Task instructions >> Copy out the material below, putting "professional annotator" wherever "human annotator" appears and changing nothing else.
========
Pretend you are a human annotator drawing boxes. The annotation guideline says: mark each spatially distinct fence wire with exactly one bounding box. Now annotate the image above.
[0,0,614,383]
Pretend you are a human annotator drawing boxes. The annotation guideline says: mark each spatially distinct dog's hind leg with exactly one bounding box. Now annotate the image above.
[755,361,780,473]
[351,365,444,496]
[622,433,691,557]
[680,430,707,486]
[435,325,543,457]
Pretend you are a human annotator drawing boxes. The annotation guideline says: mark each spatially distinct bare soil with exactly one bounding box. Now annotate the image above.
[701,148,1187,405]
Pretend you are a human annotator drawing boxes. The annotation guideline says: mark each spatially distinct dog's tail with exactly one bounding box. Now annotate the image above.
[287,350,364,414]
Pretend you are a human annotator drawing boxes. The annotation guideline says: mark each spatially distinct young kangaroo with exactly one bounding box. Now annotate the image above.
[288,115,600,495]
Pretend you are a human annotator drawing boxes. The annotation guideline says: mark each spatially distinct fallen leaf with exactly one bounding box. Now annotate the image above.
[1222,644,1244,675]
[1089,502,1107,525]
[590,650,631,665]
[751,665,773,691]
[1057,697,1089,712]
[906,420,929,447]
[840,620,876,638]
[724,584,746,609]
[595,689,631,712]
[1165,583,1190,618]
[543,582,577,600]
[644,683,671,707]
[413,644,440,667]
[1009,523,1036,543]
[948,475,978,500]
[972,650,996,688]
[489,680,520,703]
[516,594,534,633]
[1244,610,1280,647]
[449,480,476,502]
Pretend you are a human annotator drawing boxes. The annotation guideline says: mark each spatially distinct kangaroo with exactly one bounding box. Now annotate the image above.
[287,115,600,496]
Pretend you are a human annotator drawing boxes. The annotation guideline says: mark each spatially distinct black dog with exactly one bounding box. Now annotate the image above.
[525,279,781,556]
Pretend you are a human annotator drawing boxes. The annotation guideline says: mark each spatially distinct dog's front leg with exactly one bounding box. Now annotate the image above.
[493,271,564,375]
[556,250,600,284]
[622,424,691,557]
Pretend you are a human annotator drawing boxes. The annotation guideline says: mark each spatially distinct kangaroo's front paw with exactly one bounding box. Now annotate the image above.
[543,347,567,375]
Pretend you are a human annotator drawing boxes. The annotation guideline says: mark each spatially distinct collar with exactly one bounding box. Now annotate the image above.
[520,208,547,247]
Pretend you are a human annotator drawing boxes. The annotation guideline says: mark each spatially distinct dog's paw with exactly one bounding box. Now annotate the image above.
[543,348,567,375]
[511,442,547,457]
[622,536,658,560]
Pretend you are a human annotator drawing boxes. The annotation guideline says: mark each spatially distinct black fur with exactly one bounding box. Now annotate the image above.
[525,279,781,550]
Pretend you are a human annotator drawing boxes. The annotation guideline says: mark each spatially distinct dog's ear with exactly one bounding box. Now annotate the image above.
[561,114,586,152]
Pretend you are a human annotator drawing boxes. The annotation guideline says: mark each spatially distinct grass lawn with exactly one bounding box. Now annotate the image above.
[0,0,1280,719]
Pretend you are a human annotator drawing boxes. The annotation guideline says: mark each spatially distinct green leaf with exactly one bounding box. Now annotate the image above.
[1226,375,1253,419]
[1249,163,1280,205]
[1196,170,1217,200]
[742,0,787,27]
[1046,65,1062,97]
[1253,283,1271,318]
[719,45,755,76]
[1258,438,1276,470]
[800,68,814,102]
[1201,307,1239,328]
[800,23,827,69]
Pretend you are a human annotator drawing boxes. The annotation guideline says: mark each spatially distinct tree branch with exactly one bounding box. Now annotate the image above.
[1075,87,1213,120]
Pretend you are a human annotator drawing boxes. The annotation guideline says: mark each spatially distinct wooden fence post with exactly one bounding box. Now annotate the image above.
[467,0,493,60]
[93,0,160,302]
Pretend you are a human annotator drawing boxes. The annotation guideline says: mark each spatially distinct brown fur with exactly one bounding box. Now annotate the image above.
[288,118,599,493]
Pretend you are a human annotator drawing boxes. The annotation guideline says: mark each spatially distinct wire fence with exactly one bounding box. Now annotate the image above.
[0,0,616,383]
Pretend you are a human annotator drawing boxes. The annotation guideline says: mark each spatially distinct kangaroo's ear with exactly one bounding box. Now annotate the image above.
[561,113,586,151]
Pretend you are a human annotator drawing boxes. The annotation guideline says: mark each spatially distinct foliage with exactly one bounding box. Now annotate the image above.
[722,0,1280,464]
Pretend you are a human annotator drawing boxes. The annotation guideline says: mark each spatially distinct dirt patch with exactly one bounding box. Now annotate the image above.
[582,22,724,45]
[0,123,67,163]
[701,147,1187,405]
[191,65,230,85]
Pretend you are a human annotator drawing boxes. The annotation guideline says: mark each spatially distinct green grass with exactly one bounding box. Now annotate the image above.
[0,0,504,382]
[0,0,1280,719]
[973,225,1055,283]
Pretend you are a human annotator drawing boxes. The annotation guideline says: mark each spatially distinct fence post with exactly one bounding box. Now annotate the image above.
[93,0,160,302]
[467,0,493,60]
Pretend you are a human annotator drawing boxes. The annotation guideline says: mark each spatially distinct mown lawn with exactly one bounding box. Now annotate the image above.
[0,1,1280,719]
========
Solution to the problem >>
Pretend you are a professional annotator drawing boxes. The annotation guideline says: mark each spatially distinct fence wire with exactly one bounding box. Now annotate the image above.
[0,0,614,383]
Pretend you are a professional annotator drawing boxes. The annotation guideline says: mark each spatially distinct dog's hind leg with exactly one bounding box. Now annotate the image above.
[755,361,780,473]
[351,365,444,496]
[622,433,691,557]
[680,430,707,486]
[435,325,543,457]
Pretend you are a professional annotator drawing boxes. The annotation guideline says: mark each spatially distinct bare soil with exactly one bounding box. Now annotate the image above.
[701,148,1187,405]
Pretend you are a professional annotator drawing boxes. The annotation guideline says: mark each spatially distinct dog's tail with exactly one bounding box. Now annotate the image above.
[287,350,364,414]
Pretend you are a professional annotator drawing boxes. The annotation guideline says: mark each spatially distinct young kangaroo with exactly one bounding box. Now annotate the image above.
[288,115,600,495]
Pretend you are a professional annotator drawing boxes. The annotation guideline says: mark each spatially distinct fallen leaf with exactly one bounding box. Now annotate the image above.
[1222,644,1244,675]
[1089,502,1107,525]
[590,650,631,665]
[751,665,773,691]
[1057,697,1089,712]
[906,420,929,447]
[840,620,876,638]
[724,584,746,609]
[595,689,631,712]
[1165,583,1190,618]
[543,582,577,600]
[644,683,671,707]
[413,644,440,667]
[1009,523,1036,543]
[948,475,978,500]
[972,650,996,688]
[489,680,520,703]
[516,594,534,633]
[1244,610,1280,647]
[449,480,476,502]
Pretend you are a professional annotator drawing boxes. The annotation guideline says: mark each spatially distinct kangaroo with exactly one bounding box. Now annotate the image above.
[287,115,600,496]
Pretend you are a professional annotator drawing boxes. The annotation guideline says: mark each spatially distinct black dog with exactly one bounding box. Now annotate the image above.
[525,279,781,556]
Pretend you are a professional annotator drawing boxes. The annotation guideline says: mark each spatially distinct dog's front leg with exactly one bounding box. Now annotate the image above.
[493,271,564,375]
[556,250,600,284]
[622,424,691,557]
Pretend you are a professional annotator drawing boxes. The annotation guideline says: mark each spatially distinct kangaroo's front paw with exactly one bounding box. Now annotate the image above.
[543,347,567,375]
Pretend you are a professional annotator drawing boxes. The annotation guideline says: mark each spatially distinct collar with exactly one bounding box. Now annotate the image above.
[520,208,547,247]
Pretend you are a professional annotator drawing boxes. The annotation guideline says: mark each spatially distinct dog's paw with exactly one bounding box. Now annotate the image above.
[543,348,567,375]
[511,442,547,457]
[622,536,658,560]
Pretend you are a professional annotator drawing boxes. The annotation guideline says: mark each spatially distinct black fur with exactly one bounding box. Now annotate the image above.
[525,279,781,550]
Pretend you are a professional annotator drawing boxes. The annotation guideline says: mark each spatially distinct dog's ear with exactly one bounding box. Now annotate the image above.
[561,114,586,152]
Pretend you are a professional annotator drawing boxes. The annotation guideline says: mark each spatially distinct grass lawn with exactly one bounding box. Now annotate the image above.
[0,0,1280,719]
Pretend you are a professional annotator drawing boxes. The annotation guideline says: mark each spatially distinct green leaf with exactly one bounding box. Now annotate the image above.
[1226,375,1253,419]
[1249,163,1280,205]
[1196,170,1217,200]
[742,0,787,27]
[1046,65,1062,97]
[1253,283,1271,318]
[719,45,755,76]
[1258,438,1276,470]
[800,68,814,102]
[1201,307,1239,328]
[800,23,827,69]
Pretend you are a professional annotator drawing boxes. The annotation guideline says: mark each spatially distinct tree branch with exactly one bounding box. Now annotate the image above.
[1075,87,1213,120]
Pretend you are a professional annotator drawing boxes. The annotation guideline says: mark each spatially distinct wooden fence post with exactly one bounding box. Now annotate the image above.
[467,0,493,60]
[93,0,160,302]
Pretend you are a professional annotator drawing boxes. The annotation guideline says: mark each spatially distinct brown fur with exactly one bounding box. Now annotate the image above.
[288,118,599,493]
Pretend you are a professional annotator drawing boxes. The annotation guideline says: mark each spatially distinct wire fence with exactly one bounding box. Now annotate the image above.
[0,0,616,383]
Pretend you are a professional annotator drawing boxes. The annotation guideline says: mark each spatially distinct kangaroo's ear with exactly one bounding box. Now annotate the image above.
[561,113,586,151]
Pretend you are a professional annotator drawing boxes. The annotation guideline says: mark each spatially distinct foliage with exactly one bounding box. Now annotate the image above.
[722,0,1280,464]
Pretend you are a professional annotator drawing boxes. The annotation guideline says: mark each spatially distinct dirt patch with exactly one bounding box. Now annotate the image above.
[582,22,724,45]
[0,123,67,163]
[701,147,1187,405]
[191,65,230,85]
Pretend you are a professional annotator drawing boxes. The annotation guideline says: mark each spatially distinct green grass with exactly one bounding box. Now annotate the image above.
[0,0,504,382]
[0,0,1280,719]
[973,225,1055,283]
Pretend you are a professional annotator drawing boxes. The annotation guideline says: mark each spatially distinct fence post with exactly one bounding box. Now annotate the image above.
[93,0,160,302]
[467,0,493,60]
Pretend you are a professional annotator drawing boxes. The annotation guideline says: mark each spatially distinct mown lawn with exactly one bounding box. Now annotate the image above.
[0,1,1280,719]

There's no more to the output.